Do this
Could you render the lines of every item below as a single numbered list, skipping the blank lines?

Record set
___
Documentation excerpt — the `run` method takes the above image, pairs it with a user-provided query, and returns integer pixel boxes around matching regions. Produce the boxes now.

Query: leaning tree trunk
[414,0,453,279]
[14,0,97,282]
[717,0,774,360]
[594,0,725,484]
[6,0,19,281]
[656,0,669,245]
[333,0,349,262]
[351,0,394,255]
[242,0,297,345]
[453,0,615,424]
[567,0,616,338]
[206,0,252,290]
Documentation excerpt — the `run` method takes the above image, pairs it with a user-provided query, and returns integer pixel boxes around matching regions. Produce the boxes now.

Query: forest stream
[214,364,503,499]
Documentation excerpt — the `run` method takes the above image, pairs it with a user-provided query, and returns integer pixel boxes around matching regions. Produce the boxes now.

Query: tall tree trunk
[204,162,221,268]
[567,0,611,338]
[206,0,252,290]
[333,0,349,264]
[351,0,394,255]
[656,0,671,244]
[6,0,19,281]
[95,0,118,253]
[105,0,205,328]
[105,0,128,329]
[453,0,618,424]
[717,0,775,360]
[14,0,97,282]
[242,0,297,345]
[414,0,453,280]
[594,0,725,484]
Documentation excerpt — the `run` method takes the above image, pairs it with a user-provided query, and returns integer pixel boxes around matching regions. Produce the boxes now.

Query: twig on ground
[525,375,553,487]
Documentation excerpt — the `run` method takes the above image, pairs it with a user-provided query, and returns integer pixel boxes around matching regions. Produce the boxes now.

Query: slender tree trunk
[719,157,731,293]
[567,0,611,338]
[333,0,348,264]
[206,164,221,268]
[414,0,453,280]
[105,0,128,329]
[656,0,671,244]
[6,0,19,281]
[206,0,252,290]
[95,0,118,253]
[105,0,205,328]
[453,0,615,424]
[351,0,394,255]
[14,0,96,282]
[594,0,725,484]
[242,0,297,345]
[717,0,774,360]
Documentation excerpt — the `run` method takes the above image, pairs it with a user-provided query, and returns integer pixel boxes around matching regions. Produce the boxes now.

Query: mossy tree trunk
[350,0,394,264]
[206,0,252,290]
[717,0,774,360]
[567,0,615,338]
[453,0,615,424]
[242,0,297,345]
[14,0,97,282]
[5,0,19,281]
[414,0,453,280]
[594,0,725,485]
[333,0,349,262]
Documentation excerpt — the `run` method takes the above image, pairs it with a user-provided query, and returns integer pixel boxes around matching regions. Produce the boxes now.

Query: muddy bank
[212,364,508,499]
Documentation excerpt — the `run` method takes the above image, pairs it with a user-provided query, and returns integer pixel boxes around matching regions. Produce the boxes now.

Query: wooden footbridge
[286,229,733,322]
___
Final result
1. Documentation excerpt — the `run` method takes the above image, pairs it with a user-provided query, and returns integer pixel boxes around matching regions. Produce the boxes now.
2. Query: leaning tree trunk
3. [414,0,453,279]
4. [14,0,97,282]
5. [717,0,774,360]
6. [594,0,725,484]
7. [6,0,19,281]
8. [656,0,669,245]
9. [333,0,349,262]
10. [351,0,394,255]
11. [242,0,297,345]
12. [453,0,615,424]
13. [567,0,616,338]
14. [206,0,252,290]
15. Documentation excerpt — the `run` method takes the above image, pairs it with a user-provided query, and returns integer pixel boxes around matching regions. Produce the boxes now.
16. Query: forest stream
17. [214,364,503,499]
18. Documentation excerpt — the `run` method takes the above image, pairs it with a user-provided query, and returns integer pixel boxes around matching regions. Produce the boxes now.
19. Query: tall tree trunk
20. [204,162,221,268]
21. [567,0,611,338]
22. [206,0,252,290]
23. [333,0,349,264]
24. [351,0,394,255]
25. [656,0,671,244]
26. [6,0,19,281]
27. [95,0,118,253]
28. [105,0,205,328]
29. [105,0,128,329]
30. [453,0,618,424]
31. [717,0,775,360]
32. [14,0,97,282]
33. [242,0,297,345]
34. [414,0,453,280]
35. [594,0,725,484]
36. Documentation excerpt — the `run` method takes the above image, pairs it with a user-provided query, and returns integer pixel boxes around matching regions. Produce the boxes now.
37. Query: twig on ground
38. [525,375,553,487]
39. Documentation excerpt — the `run` method takes the above image, pairs it with a user-provided query, and returns integer pixel boxes around matching regions. Produce the boxes now.
40. Query: slender tree trunk
41. [719,157,731,293]
42. [567,0,611,338]
43. [333,0,348,264]
44. [206,164,221,268]
45. [414,0,453,280]
46. [105,0,128,329]
47. [656,0,671,244]
48. [6,0,19,281]
49. [206,0,252,290]
50. [95,0,118,253]
51. [105,0,205,328]
52. [453,0,615,424]
53. [351,0,394,255]
54. [14,0,96,282]
55. [594,0,725,484]
56. [242,0,297,345]
57. [717,0,774,360]
58. Documentation excerpt — the `run` method takes the above image, pairs it with a user-provided query, and returns integer pixel boxes around matching regions. Produce the boxes now.
59. Query: mossy tree trunk
60. [350,0,394,264]
61. [206,0,252,290]
62. [717,0,774,360]
63. [567,0,615,338]
64. [453,0,615,424]
65. [242,0,297,345]
66. [14,0,97,282]
67. [5,0,19,281]
68. [414,0,453,280]
69. [594,0,725,485]
70. [333,0,349,262]
71. Documentation excerpt — the `run` method takes the above image, pairs it with a user-provided query, and returns integer pixel boxes around matching regions. Produce the boxes now.
72. Query: muddy bank
73. [212,364,508,499]
74. Documentation excerpt — the `run` method takes the above image, pairs it with a user-provided query, and returns integer pixel boxes around matching regions. Produce the boxes now.
75. Query: wooden footbridge
76. [286,229,733,322]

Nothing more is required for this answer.